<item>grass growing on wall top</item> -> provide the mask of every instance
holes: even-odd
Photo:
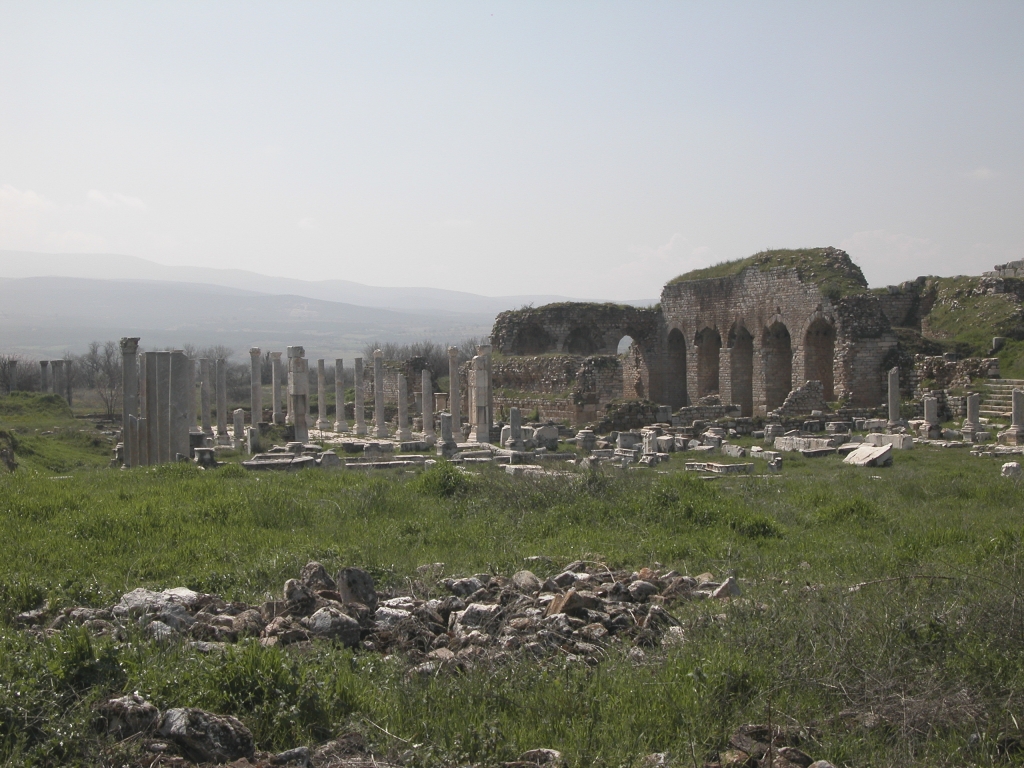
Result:
[[[710,267],[692,270],[673,278],[668,285],[691,280],[732,277],[751,267],[762,271],[779,267],[793,268],[801,280],[818,285],[822,293],[832,299],[864,293],[867,290],[867,281],[860,267],[843,251],[831,248],[780,248],[761,251],[745,259],[723,261]]]

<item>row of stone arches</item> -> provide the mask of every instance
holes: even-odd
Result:
[[[755,376],[755,351],[759,376]],[[834,326],[824,318],[815,318],[804,334],[801,351],[805,378],[820,381],[825,399],[831,400],[835,396]],[[693,376],[688,375],[688,354],[696,366]],[[667,340],[665,400],[679,408],[708,395],[725,394],[740,406],[744,416],[750,416],[756,394],[756,399],[771,411],[785,402],[793,388],[793,359],[793,340],[781,319],[775,318],[763,328],[759,339],[738,321],[729,329],[724,345],[717,328],[701,328],[692,344],[687,344],[682,331],[675,328]],[[694,391],[690,391],[691,382]]]

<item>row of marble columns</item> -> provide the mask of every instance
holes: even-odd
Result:
[[[39,390],[54,395],[61,395],[70,402],[68,397],[68,377],[65,367],[66,360],[40,360],[39,361]],[[14,370],[12,369],[12,382],[14,381]],[[11,389],[15,387],[12,384]]]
--------
__TASK OBJECTIVE__. Pick each line holding the word "item" out of the listing.

__EXERCISE SOLUTION__.
<item>grass growing on wall top</item> -> provide the mask of every instance
<item>row of stone arches</item> -> provide the mask of every instance
<item>row of marble columns</item> -> provide the mask of every instance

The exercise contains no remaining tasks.